> Source document
Content starts

A further object of the present invention relates to a photoanode of modified tungsten oxide according to the present invention.

The Applicant has surprisingly found that it is possible to produce modified tungsten oxide (WO₃), specifically a modified tungsten oxide containing from 0.5 to 7.0% of N atoms in lattice position, with an appearance similar to rice krispies, by the anodization of metal tungsten, preferably in the form of a lamina, in a suitable electrolytic solution.

The modified tungsten oxide according to the present invention, when used as photoanode, is capable of producing higher photocurrent density with respect to those of the WO₃ photoanodes known in the state of the art. Although there is no intention of making reference to any particular theory in the present description, the best photoelectrochemical activity is considered as being due to the particular surface morphology of the WO₃ obtained with the process object of the present invention, combined with the presence of nitrogen atoms (doping element) inserted in the crystalline lattice of the WO₃ (lattice position), i.e. inserted in the structure of the oxide in a position of the lattice normally occupied by an oxygen atom.

Content ends

> Excerpted records
Content starts

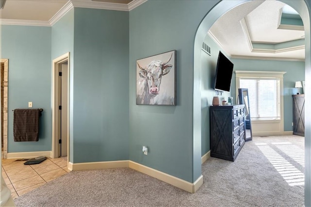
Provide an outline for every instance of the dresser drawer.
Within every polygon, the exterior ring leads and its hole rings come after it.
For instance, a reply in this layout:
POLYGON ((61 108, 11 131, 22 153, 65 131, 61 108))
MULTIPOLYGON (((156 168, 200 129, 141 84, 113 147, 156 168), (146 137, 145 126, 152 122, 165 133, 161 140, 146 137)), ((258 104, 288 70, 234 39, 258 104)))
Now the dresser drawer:
POLYGON ((233 130, 235 130, 235 129, 239 127, 240 126, 239 120, 234 120, 232 122, 232 128, 233 130))
MULTIPOLYGON (((239 115, 238 115, 238 111, 240 110, 240 109, 234 109, 232 110, 232 119, 235 120, 238 117, 239 117, 239 115)), ((241 114, 241 112, 240 112, 241 114)))
POLYGON ((244 126, 242 126, 241 127, 240 127, 239 131, 240 131, 239 135, 242 135, 242 133, 244 133, 244 126))
MULTIPOLYGON (((240 136, 240 143, 242 144, 245 141, 245 133, 243 132, 240 136)), ((240 145, 241 145, 240 144, 240 145)))
POLYGON ((240 118, 239 120, 239 125, 241 125, 244 123, 244 117, 240 118))
POLYGON ((242 110, 242 108, 240 108, 239 109, 238 109, 238 117, 240 117, 242 115, 242 112, 241 111, 242 110))
POLYGON ((235 143, 240 138, 240 129, 237 129, 232 135, 232 143, 235 143))
POLYGON ((244 107, 241 108, 241 116, 244 116, 244 107))
POLYGON ((235 154, 239 148, 240 148, 240 141, 237 141, 233 145, 233 155, 235 154))

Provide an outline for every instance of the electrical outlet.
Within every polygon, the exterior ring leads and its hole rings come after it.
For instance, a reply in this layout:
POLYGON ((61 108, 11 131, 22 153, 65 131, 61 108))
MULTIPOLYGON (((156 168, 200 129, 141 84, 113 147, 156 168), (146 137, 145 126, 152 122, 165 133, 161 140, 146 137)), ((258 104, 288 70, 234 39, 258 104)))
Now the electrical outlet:
POLYGON ((146 147, 143 146, 142 146, 142 152, 144 153, 144 155, 148 155, 148 148, 146 147))

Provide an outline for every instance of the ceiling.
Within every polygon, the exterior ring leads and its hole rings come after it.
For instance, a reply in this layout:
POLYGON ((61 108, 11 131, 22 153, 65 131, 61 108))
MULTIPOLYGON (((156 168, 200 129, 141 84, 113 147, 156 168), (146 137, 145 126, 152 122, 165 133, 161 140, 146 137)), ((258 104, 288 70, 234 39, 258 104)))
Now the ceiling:
POLYGON ((254 0, 222 16, 208 34, 231 57, 304 61, 298 13, 277 0, 254 0))
MULTIPOLYGON (((69 3, 77 7, 130 11, 145 1, 6 0, 0 17, 1 24, 41 22, 51 26, 69 3)), ((231 57, 304 61, 304 31, 295 12, 277 0, 251 1, 222 16, 208 34, 231 57)))

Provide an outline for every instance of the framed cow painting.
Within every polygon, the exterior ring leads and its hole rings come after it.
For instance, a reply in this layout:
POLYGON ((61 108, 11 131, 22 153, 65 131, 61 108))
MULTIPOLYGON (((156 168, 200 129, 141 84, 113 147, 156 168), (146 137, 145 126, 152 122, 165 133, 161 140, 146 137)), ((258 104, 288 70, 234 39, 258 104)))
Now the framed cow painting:
POLYGON ((176 51, 136 61, 136 104, 176 105, 176 51))

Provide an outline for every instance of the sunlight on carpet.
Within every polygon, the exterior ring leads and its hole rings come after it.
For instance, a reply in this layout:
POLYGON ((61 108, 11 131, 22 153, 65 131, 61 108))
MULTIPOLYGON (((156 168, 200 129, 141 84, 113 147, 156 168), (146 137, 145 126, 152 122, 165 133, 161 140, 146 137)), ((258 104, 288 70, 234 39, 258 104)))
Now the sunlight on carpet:
MULTIPOLYGON (((290 142, 272 143, 288 157, 304 167, 303 150, 290 142)), ((273 165, 284 179, 291 186, 303 186, 305 183, 305 175, 279 153, 268 144, 256 144, 257 147, 273 165)))

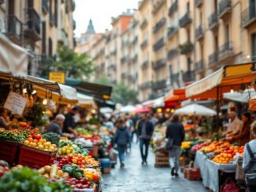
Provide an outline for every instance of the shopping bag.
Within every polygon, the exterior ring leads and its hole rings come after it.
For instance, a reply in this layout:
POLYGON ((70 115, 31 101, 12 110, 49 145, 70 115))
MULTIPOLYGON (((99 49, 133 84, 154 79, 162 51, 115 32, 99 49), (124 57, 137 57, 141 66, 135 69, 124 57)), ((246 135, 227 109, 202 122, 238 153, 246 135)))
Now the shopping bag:
POLYGON ((229 177, 221 187, 221 192, 240 192, 236 183, 229 177))

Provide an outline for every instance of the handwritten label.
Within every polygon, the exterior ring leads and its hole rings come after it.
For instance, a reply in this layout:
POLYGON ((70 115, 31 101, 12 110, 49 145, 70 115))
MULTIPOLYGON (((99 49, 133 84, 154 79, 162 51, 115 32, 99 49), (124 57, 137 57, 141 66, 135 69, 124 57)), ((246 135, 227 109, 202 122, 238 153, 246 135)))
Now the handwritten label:
POLYGON ((13 114, 22 115, 27 102, 27 100, 26 98, 14 92, 10 92, 5 100, 4 107, 11 110, 13 114))

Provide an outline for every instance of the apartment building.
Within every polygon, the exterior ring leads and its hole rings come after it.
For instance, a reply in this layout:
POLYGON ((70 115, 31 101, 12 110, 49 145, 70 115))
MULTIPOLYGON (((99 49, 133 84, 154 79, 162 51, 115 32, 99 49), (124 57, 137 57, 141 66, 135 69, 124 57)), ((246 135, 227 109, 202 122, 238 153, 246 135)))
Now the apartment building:
POLYGON ((0 1, 0 32, 29 51, 29 74, 54 60, 58 43, 73 48, 74 10, 72 0, 0 1))

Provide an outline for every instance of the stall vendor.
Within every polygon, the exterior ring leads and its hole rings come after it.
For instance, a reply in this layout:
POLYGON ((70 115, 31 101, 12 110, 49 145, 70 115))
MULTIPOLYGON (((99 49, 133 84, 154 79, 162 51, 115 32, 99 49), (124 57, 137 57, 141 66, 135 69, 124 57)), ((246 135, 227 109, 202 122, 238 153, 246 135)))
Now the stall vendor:
POLYGON ((226 138, 238 135, 242 130, 243 124, 243 121, 237 118, 236 112, 231 111, 229 115, 231 122, 228 126, 227 132, 224 133, 226 138))
POLYGON ((63 125, 63 132, 68 133, 73 133, 75 135, 75 123, 74 116, 79 112, 79 107, 74 107, 68 114, 65 114, 65 121, 63 125))
POLYGON ((4 107, 0 107, 0 128, 7 129, 9 125, 7 110, 4 107))
POLYGON ((251 125, 251 114, 248 112, 243 114, 243 126, 237 136, 230 137, 230 140, 232 142, 238 141, 240 146, 244 145, 250 141, 250 129, 251 125))
POLYGON ((47 128, 47 132, 55 132, 60 136, 63 135, 61 128, 63 127, 63 123, 65 121, 65 116, 61 114, 57 114, 55 119, 51 121, 47 128))

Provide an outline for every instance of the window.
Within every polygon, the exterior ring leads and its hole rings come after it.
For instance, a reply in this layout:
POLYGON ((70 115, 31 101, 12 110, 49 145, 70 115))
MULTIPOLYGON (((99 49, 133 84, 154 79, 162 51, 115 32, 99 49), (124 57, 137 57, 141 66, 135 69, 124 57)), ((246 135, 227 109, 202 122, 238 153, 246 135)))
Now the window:
POLYGON ((256 33, 251 34, 251 60, 256 60, 256 33))

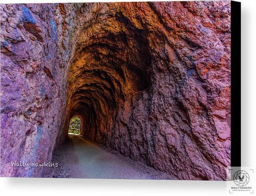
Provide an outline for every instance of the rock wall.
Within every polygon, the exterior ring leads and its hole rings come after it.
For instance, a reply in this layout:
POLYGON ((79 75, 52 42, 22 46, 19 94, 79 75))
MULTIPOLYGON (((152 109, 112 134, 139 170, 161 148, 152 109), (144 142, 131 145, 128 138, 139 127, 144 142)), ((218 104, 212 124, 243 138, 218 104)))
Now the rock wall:
MULTIPOLYGON (((180 179, 230 165, 230 2, 1 5, 1 175, 82 135, 180 179)), ((47 157, 47 159, 46 159, 47 157)))

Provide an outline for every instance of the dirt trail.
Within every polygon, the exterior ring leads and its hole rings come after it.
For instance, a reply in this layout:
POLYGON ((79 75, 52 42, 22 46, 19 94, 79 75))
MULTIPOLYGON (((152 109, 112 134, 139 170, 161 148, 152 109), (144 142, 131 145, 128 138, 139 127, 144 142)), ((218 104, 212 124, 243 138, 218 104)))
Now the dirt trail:
POLYGON ((46 171, 45 177, 60 178, 174 179, 116 151, 101 148, 81 136, 69 135, 67 142, 56 150, 52 162, 57 167, 46 171))

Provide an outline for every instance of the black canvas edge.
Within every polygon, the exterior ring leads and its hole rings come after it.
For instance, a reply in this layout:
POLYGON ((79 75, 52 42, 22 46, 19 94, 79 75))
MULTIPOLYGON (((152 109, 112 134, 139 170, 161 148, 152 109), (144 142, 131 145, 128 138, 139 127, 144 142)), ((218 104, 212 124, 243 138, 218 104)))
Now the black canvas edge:
POLYGON ((231 4, 231 166, 241 167, 241 3, 231 4))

Content ends

> Task statement
Please print the stretch of the tungsten oxide passage from "The modified tungsten" through "an oxygen atom.". The entries are separate from the tungsten oxide passage and have nothing to do with it.

> Solution for this exercise
The modified tungsten oxide according to the present invention, when used as photoanode, is capable of producing higher photocurrent density with respect to those of the WO₃ photoanodes known in the state of the art. Although there is no intention of making reference to any particular theory in the present description, the best photoelectrochemical activity is considered as being due to the particular surface morphology of the WO₃ obtained with the process object of the present invention, combined with the presence of nitrogen atoms (doping element) inserted in the crystalline lattice of the WO₃ (lattice position), i.e. inserted in the structure of the oxide in a position of the lattice normally occupied by an oxygen atom.